◆ THE RECORDS

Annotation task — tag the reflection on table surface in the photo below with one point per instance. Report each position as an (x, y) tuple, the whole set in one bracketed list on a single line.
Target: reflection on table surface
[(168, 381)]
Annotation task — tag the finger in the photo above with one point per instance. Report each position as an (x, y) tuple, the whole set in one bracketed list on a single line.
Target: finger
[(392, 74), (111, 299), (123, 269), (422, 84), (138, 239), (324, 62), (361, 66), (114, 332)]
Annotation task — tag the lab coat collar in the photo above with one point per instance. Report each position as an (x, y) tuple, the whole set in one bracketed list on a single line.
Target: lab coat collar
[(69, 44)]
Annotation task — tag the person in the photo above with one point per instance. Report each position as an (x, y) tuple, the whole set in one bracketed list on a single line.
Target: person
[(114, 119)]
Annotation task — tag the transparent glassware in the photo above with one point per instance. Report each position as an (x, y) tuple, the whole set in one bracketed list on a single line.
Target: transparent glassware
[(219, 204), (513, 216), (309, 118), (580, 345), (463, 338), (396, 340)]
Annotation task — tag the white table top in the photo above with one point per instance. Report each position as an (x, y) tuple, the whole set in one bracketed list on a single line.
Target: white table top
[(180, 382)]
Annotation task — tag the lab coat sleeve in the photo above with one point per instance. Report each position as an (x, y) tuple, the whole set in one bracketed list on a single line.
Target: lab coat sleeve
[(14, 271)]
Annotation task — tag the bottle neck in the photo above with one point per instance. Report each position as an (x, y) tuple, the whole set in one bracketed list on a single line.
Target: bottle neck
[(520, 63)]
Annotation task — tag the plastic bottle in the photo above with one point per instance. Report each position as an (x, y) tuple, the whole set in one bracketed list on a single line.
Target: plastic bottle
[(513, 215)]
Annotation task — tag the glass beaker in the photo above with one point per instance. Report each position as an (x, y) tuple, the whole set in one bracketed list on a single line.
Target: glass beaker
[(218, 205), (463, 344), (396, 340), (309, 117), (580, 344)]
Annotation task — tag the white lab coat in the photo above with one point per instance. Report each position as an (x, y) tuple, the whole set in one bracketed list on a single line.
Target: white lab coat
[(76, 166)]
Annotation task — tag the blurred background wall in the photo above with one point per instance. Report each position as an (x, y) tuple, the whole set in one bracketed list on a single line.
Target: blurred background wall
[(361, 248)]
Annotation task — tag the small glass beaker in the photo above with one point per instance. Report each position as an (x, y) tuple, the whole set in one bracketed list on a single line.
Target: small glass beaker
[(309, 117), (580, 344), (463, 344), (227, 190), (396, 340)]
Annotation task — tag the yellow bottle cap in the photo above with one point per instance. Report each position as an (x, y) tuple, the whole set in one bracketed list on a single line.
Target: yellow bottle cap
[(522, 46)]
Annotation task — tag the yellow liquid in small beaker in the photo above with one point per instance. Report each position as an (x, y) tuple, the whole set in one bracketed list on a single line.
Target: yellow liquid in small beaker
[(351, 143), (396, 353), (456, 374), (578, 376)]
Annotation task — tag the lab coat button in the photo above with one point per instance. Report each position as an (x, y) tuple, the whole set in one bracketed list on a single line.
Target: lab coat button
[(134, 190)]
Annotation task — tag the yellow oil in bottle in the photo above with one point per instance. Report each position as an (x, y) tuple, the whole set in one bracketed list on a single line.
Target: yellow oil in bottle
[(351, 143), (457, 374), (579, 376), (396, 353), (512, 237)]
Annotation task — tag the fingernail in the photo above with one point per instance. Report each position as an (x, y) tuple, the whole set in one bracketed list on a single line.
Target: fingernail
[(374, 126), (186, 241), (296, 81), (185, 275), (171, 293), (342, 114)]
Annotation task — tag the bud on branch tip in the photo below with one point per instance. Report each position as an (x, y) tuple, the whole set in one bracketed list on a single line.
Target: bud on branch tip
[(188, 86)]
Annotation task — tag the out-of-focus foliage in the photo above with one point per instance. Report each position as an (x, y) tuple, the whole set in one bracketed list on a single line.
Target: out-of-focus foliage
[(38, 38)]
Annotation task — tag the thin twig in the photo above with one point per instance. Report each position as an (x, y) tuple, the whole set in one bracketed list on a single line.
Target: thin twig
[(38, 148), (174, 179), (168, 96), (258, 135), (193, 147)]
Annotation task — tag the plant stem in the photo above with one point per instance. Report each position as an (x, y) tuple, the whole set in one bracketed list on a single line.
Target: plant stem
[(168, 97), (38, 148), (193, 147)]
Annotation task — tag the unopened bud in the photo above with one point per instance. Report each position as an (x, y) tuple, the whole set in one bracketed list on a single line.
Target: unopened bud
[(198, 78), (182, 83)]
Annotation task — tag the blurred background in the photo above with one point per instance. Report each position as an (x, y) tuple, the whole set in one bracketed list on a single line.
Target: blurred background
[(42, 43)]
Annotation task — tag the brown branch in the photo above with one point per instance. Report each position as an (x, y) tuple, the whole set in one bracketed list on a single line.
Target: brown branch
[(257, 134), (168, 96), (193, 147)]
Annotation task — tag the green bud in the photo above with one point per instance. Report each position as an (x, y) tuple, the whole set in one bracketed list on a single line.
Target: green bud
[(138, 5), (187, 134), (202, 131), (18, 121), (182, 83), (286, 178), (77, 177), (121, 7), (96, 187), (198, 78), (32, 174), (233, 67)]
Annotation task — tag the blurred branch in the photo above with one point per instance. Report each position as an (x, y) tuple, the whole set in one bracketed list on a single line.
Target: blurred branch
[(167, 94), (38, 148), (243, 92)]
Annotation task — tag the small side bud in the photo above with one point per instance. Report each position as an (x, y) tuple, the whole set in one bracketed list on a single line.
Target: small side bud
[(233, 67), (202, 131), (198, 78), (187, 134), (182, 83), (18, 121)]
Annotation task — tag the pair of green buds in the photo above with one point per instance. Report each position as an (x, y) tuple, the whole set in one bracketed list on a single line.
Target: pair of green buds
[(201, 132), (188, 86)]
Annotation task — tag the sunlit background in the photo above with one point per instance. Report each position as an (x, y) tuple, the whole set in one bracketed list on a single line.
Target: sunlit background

◆ REQUIRED TASK
Return the listing lines exactly as they appear, starting with the line containing "Annotation task — tag the white lab" and going on through the line containing "293), (342, 114)]", both included.

◆ OUTPUT OF THE TASK
Annotation task — tag the white lab coat in the photo above with one point per instance. Report each position as an (x, y) tuple, the whole set in one bracketed list on a single line.
Target: white lab coat
[(76, 166)]
Annotation task — tag the blurred background wall in the photo above with one point per instance. Report each position as an (x, y) tuple, the whole set in one bracketed list on a single line.
Target: blurred background wall
[(361, 248)]
Annotation task — tag the small glass beaker in the photo above with one point per instance. Report each position as an (x, y) tuple, the whole set in one bracketed list on a single line.
Target: small glass beaker
[(309, 117), (580, 344), (463, 344), (227, 190), (396, 340)]
Annotation task — tag the yellow bottle cap in the photo above with one point per instance. Report each position as an (x, y) tuple, the whole set in one bracketed list on a single line.
Target: yellow bottle cap
[(522, 46)]
Annotation task — tag the yellow liquid in small beaker in the photo above with one point per instance. Report each position as an (x, y) tuple, the whole set in one bracketed list on a single line.
Target: yellow liquid in small beaker
[(351, 143), (396, 353), (456, 374), (578, 376)]
Annotation task — tag the lab coat button in the photo above with one point per instance. Report each position as an (x, y) tuple, the whole set in one bracketed list on a single line.
Target: lab coat button
[(134, 190)]
Annotation task — tag the yellow oil in bottle in the photo above with one point per instance. Report each position as an (x, y) tuple, the whole set in one bracketed list on a single line.
Target: yellow oil in bottle
[(351, 143), (457, 374), (579, 376), (396, 353), (512, 237)]
Annotation task — tag the fingernail in the photo above with one point per instance. Report each position as an (x, y) tuple, the whole set in one bracketed list on a single line.
Target: fingernail
[(374, 126), (186, 241), (296, 81), (185, 275), (171, 293), (342, 114)]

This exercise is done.